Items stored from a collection
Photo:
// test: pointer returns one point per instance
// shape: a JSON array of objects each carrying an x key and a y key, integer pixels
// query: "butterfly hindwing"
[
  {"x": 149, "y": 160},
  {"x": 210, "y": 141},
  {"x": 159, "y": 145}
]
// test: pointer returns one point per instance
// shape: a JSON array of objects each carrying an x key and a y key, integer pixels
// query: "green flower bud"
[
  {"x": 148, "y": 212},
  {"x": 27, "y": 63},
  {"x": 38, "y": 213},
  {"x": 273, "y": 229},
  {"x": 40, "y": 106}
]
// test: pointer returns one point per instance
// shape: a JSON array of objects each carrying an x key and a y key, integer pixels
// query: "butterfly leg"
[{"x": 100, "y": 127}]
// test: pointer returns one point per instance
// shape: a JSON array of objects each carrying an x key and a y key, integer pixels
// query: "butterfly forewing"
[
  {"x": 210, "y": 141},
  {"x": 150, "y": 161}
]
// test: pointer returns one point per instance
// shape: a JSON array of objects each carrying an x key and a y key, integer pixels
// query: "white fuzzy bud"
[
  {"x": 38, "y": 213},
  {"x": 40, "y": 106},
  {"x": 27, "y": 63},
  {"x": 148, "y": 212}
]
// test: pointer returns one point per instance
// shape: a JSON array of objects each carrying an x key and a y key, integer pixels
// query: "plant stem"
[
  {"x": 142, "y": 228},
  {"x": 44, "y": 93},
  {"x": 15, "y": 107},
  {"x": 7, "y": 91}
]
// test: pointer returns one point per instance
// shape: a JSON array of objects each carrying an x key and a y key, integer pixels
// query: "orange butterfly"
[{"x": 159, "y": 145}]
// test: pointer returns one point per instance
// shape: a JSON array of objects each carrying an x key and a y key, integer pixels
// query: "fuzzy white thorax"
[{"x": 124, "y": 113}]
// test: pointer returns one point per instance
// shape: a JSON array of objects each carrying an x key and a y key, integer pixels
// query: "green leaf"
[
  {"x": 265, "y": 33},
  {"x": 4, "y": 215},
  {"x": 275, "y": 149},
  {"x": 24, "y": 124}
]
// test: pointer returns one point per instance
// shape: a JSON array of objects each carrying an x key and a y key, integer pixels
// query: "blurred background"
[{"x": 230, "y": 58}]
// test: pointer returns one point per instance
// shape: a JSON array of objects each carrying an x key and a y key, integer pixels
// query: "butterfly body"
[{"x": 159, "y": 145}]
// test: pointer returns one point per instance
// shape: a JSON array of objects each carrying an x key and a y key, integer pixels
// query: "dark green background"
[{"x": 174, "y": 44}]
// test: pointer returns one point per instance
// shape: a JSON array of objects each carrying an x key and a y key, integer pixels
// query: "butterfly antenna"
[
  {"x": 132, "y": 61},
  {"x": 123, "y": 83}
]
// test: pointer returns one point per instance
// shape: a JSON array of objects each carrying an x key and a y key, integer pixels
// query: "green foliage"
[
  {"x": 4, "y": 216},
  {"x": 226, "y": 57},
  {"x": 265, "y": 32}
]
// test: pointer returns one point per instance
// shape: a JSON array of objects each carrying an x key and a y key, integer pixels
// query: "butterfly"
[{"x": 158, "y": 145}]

EXERCISE DESCRIPTION » State how many of the lines above contain the word "background". Give the number alone.

PROBLEM SOLUTION » 2